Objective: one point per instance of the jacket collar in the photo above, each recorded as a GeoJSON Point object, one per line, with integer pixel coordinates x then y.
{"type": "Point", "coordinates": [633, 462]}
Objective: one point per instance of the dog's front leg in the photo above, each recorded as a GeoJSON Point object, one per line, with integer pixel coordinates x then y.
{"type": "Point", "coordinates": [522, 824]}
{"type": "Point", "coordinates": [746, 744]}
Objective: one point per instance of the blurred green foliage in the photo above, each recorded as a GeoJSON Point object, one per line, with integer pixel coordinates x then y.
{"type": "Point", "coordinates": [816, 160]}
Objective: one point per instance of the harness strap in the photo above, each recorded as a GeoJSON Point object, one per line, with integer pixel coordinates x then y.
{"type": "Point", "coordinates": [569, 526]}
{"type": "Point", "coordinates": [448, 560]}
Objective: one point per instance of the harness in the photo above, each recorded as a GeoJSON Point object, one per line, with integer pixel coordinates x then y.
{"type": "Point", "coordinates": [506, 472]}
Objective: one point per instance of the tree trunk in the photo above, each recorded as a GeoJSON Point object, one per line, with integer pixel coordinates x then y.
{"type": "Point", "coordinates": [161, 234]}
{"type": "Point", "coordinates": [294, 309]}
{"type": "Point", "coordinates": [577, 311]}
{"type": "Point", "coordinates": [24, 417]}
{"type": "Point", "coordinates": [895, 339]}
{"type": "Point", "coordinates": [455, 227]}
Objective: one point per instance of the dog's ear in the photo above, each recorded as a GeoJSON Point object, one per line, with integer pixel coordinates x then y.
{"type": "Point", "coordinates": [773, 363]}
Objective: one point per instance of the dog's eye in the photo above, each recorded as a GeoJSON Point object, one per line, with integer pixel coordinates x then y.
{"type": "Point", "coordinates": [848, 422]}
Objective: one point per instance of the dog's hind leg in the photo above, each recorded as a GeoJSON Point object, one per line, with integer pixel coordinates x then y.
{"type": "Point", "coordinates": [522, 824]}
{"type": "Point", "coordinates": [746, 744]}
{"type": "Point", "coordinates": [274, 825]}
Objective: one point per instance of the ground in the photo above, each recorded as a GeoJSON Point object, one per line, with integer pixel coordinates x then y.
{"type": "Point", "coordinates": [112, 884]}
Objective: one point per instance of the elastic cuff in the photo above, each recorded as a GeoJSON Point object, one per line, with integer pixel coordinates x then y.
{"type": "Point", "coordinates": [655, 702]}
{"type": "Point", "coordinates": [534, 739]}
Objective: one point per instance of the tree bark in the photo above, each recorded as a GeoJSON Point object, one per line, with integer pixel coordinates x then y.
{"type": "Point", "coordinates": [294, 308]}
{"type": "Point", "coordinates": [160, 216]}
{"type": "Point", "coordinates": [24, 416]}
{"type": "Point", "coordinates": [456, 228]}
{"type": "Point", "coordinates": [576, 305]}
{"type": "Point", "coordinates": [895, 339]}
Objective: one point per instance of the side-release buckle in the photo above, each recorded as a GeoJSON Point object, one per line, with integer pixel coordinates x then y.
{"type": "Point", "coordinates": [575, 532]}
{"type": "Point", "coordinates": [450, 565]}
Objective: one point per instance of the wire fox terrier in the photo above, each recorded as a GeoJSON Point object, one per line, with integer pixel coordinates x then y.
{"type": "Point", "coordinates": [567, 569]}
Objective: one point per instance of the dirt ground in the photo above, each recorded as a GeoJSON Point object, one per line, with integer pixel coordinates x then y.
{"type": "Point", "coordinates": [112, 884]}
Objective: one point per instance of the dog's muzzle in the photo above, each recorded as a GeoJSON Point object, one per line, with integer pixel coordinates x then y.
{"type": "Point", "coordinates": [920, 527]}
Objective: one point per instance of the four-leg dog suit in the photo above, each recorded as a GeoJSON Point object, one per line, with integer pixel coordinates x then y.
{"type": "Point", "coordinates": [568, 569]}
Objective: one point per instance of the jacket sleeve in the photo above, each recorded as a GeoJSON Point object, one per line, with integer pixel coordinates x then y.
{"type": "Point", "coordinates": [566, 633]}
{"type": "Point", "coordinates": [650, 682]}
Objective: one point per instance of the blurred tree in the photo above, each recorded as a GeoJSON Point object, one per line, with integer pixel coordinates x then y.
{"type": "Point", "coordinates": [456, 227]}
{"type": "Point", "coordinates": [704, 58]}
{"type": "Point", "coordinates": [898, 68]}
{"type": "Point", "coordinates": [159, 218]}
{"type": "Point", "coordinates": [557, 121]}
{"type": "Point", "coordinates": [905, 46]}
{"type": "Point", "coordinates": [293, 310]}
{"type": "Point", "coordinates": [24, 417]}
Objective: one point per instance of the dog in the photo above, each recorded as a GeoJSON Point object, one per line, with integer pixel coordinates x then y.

--

- What is expected
Copy every line verbatim.

- Solution to this exercise
Objective: one point per instance of the jacket collar in the photo above, each recorded as a GeoJSON Point object, one per line, with integer pixel coordinates x then y.
{"type": "Point", "coordinates": [633, 462]}
Objective: one point per instance of the dog's front leg in the photo above, each recorded as a GeoJSON Point object, one per line, with integer pixel coordinates x then y.
{"type": "Point", "coordinates": [522, 824]}
{"type": "Point", "coordinates": [746, 744]}
Objective: one point per instance of the blurred green foliage in the photo above, each recorded as a GeoJSON Point object, one per line, with integer pixel coordinates x then y.
{"type": "Point", "coordinates": [816, 160]}
Objective: one point per instance of the harness strap in the photo above, each recorded as a GeoJSON Point object, one per line, with integer pixel coordinates x then y.
{"type": "Point", "coordinates": [569, 526]}
{"type": "Point", "coordinates": [448, 560]}
Objective: one point per instance of the harness in the photo above, each recorded as a GeoJSON Point object, one per line, with integer pixel coordinates x then y.
{"type": "Point", "coordinates": [506, 472]}
Objective: one point per instance of the tree trunk in the photo above, each recorded as a GeoJSON Point object, one per line, with integer pixel coordinates x then y.
{"type": "Point", "coordinates": [161, 234]}
{"type": "Point", "coordinates": [294, 309]}
{"type": "Point", "coordinates": [577, 311]}
{"type": "Point", "coordinates": [24, 417]}
{"type": "Point", "coordinates": [895, 339]}
{"type": "Point", "coordinates": [455, 227]}
Objective: one point per instance of the dog's ear in the photo above, each recorded as a GeoJSON Point object, one per line, with integer pixel coordinates x then y.
{"type": "Point", "coordinates": [773, 363]}
Objective: one point per instance of the dog's eye in the photo above, each recorded as a GeoJSON Point object, one per line, with integer pixel coordinates x then y.
{"type": "Point", "coordinates": [848, 422]}
Objective: one point per instance of the dog's hind leg in the photo above, each recorded as a GeoJSON Point object, one per line, with integer pixel coordinates x then y.
{"type": "Point", "coordinates": [522, 824]}
{"type": "Point", "coordinates": [746, 744]}
{"type": "Point", "coordinates": [274, 825]}
Objective: one point per instance of the ground in the photo above, each recorded as a GeoJSON Point object, one per line, with integer pixel coordinates x then y.
{"type": "Point", "coordinates": [112, 884]}
Objective: one point per instance of the elastic cuff in the photo above, each recorded as a GeoJSON Point object, one per line, with integer pixel coordinates x then y.
{"type": "Point", "coordinates": [655, 702]}
{"type": "Point", "coordinates": [534, 739]}
Objective: one point per instance of the tree bark in the photo above, each recorded as a GeoJSON Point object, one per line, with integer pixel coordinates x then y.
{"type": "Point", "coordinates": [294, 308]}
{"type": "Point", "coordinates": [160, 216]}
{"type": "Point", "coordinates": [24, 416]}
{"type": "Point", "coordinates": [456, 228]}
{"type": "Point", "coordinates": [576, 305]}
{"type": "Point", "coordinates": [895, 339]}
Objective: one point per instance of the side-release buckle in the photo above, each recorded as a GeoJSON Point object, one per line, with integer pixel coordinates x then y.
{"type": "Point", "coordinates": [575, 532]}
{"type": "Point", "coordinates": [450, 565]}
Objective: one point per instance of the wire fox terrier in the photo above, each recorded as a GeoJSON Point object, one per line, with integer pixel coordinates x then y.
{"type": "Point", "coordinates": [567, 569]}
Objective: one point per instance of the dirt ground in the photo above, each recorded as a GeoJSON Point object, one per line, with integer pixel coordinates x then y.
{"type": "Point", "coordinates": [112, 884]}
Objective: one point per instance of the dog's muzzle in the photo above, each recorded as a GeoJSON Point object, one per line, with integer pixel coordinates x then y.
{"type": "Point", "coordinates": [920, 527]}
Objective: one point per instance of the four-leg dog suit in the photo above, each recorded as a GeoJSON Point object, one per line, with integer pixel coordinates x then y.
{"type": "Point", "coordinates": [568, 569]}
Objective: one point per instance of the jacket sleeve in the photo above, each recorded as a GeoJSON Point object, one per line, with integer pixel coordinates x then y.
{"type": "Point", "coordinates": [566, 633]}
{"type": "Point", "coordinates": [650, 682]}
Objective: one point per instance of the blurred tree in the photo above, each recorded as a GeoJSON Point object, one per line, with integer pixel coordinates x then y.
{"type": "Point", "coordinates": [456, 227]}
{"type": "Point", "coordinates": [704, 58]}
{"type": "Point", "coordinates": [898, 68]}
{"type": "Point", "coordinates": [159, 218]}
{"type": "Point", "coordinates": [557, 121]}
{"type": "Point", "coordinates": [905, 46]}
{"type": "Point", "coordinates": [293, 310]}
{"type": "Point", "coordinates": [24, 417]}
Objective: one point per instance of the dog in the photo above, each recorded as a GeoJSON Point object, one per line, with integer pixel coordinates x then y.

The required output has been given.